Your instructions
Please copy the rows that begin at the line containing "Return one point per instance of the green long" and end after the line containing "[1157, 411]", renaming "green long sleeve top" to "green long-sleeved shirt" and leaving everything else unchanged.

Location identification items
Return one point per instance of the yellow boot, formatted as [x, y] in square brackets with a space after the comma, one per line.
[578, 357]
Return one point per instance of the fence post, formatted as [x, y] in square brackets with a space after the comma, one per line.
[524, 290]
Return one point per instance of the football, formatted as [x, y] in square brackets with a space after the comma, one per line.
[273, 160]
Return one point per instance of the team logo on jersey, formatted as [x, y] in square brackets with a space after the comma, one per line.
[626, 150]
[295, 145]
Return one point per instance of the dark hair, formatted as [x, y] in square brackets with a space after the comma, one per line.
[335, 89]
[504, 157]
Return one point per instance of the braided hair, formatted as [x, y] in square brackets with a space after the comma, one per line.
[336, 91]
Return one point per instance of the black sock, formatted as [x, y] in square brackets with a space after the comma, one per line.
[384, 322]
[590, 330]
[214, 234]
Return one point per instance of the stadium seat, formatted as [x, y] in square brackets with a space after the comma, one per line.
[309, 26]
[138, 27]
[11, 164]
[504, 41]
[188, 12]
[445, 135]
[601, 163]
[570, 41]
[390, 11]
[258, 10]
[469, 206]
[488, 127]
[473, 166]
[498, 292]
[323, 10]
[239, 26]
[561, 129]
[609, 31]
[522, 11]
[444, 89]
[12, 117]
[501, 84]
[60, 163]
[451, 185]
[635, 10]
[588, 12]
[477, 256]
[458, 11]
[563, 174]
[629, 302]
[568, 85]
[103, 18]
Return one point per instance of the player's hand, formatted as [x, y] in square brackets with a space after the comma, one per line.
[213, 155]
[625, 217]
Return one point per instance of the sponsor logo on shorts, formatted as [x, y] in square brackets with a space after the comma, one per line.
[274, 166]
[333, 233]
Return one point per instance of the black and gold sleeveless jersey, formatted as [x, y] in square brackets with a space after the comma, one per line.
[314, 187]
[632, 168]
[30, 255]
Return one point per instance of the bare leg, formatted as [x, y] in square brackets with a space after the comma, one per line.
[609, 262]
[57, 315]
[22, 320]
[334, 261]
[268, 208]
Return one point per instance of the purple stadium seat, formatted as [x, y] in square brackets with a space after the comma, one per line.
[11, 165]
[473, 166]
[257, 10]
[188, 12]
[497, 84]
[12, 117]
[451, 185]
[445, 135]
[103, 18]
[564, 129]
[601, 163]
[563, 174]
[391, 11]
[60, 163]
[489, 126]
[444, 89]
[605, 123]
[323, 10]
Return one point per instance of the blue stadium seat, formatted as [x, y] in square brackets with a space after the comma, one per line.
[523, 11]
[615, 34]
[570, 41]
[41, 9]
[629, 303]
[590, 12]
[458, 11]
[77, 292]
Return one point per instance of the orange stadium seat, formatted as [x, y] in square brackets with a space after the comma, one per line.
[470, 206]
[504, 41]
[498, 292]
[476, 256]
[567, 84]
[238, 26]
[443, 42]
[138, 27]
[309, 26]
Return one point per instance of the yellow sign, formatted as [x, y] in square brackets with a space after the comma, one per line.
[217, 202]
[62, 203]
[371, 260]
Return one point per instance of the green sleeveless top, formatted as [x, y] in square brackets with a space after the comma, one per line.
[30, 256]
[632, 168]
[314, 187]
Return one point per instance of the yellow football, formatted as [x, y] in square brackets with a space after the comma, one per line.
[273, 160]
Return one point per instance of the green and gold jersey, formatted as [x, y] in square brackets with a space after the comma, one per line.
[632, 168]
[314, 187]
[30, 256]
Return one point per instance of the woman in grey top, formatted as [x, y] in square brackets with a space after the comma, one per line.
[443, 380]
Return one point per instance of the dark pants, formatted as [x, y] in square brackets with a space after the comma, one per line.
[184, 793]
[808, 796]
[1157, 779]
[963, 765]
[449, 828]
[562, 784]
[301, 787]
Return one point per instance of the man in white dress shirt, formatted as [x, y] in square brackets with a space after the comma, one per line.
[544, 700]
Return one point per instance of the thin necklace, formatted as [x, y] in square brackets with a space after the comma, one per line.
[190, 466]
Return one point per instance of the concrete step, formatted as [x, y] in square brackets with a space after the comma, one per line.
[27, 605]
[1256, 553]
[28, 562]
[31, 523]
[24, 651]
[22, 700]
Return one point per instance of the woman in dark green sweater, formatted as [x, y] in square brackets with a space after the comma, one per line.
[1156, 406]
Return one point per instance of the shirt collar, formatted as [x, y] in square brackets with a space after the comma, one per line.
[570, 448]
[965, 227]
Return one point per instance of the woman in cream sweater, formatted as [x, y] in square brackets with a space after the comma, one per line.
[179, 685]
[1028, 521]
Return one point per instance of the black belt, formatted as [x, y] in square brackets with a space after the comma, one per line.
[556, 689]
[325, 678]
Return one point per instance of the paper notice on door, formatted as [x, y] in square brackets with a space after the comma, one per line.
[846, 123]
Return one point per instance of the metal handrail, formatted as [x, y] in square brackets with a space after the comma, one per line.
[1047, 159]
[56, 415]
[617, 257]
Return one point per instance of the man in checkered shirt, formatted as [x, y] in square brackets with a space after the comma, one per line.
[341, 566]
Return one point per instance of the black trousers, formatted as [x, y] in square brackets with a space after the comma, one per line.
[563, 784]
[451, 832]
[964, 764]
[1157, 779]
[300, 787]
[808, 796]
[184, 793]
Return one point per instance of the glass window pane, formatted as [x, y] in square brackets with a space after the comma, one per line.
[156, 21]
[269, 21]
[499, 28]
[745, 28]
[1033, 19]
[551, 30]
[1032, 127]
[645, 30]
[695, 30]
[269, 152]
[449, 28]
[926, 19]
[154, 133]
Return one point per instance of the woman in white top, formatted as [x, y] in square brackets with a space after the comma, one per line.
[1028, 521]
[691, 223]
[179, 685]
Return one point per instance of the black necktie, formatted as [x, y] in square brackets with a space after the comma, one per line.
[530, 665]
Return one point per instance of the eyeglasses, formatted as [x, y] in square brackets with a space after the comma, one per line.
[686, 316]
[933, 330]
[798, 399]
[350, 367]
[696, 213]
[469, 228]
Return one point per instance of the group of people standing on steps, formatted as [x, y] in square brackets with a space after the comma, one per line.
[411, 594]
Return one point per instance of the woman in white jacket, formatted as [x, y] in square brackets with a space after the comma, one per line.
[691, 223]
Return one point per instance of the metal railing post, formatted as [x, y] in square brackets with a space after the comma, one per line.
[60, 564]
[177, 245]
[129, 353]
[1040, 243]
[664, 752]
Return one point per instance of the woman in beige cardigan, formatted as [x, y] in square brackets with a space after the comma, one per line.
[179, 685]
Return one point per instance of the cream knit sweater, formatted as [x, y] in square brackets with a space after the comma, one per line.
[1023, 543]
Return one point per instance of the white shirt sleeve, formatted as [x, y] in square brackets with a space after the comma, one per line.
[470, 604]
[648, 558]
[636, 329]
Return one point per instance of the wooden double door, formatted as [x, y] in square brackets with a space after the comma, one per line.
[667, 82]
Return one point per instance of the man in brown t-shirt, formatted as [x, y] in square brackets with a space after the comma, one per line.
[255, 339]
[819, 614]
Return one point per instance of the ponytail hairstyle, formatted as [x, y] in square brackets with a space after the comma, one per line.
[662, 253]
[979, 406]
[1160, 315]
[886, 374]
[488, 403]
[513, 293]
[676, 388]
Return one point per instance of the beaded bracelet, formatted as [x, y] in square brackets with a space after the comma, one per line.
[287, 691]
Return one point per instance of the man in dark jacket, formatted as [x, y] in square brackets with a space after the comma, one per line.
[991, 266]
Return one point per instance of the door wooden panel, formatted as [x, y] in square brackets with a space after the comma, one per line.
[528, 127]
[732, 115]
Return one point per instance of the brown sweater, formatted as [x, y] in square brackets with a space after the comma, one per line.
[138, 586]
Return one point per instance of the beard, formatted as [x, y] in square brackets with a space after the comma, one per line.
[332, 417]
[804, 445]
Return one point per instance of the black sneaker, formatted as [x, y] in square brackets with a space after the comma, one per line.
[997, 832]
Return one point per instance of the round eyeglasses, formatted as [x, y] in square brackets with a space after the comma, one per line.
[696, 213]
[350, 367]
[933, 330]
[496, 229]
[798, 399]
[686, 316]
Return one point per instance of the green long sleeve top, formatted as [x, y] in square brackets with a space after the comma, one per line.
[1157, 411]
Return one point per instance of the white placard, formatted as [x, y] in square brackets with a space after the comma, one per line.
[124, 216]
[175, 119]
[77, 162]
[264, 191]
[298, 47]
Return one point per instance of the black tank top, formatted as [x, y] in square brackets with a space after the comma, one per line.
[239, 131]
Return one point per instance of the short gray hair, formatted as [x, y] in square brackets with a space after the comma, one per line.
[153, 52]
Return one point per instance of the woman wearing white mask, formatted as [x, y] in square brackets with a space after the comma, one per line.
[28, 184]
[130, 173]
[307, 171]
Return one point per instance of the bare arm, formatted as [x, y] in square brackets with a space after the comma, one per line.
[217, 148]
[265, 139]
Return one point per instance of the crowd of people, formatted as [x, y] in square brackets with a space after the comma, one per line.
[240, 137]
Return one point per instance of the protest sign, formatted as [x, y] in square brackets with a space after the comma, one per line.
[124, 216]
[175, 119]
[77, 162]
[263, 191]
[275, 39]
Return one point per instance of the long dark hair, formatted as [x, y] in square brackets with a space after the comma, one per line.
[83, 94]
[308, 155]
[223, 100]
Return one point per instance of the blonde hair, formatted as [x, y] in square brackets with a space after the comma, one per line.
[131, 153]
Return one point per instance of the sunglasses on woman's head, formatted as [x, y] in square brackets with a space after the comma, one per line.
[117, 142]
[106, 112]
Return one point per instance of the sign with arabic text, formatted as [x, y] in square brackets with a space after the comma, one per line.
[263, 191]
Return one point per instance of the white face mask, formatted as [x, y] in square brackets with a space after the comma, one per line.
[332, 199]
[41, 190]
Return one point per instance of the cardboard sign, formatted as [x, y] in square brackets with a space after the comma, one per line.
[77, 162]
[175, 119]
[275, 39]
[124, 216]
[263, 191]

Task solution
Return one point per instance of the green long-sleeved shirt, formatted as [x, y] in square brackets with a space after the comma, one per line.
[1157, 411]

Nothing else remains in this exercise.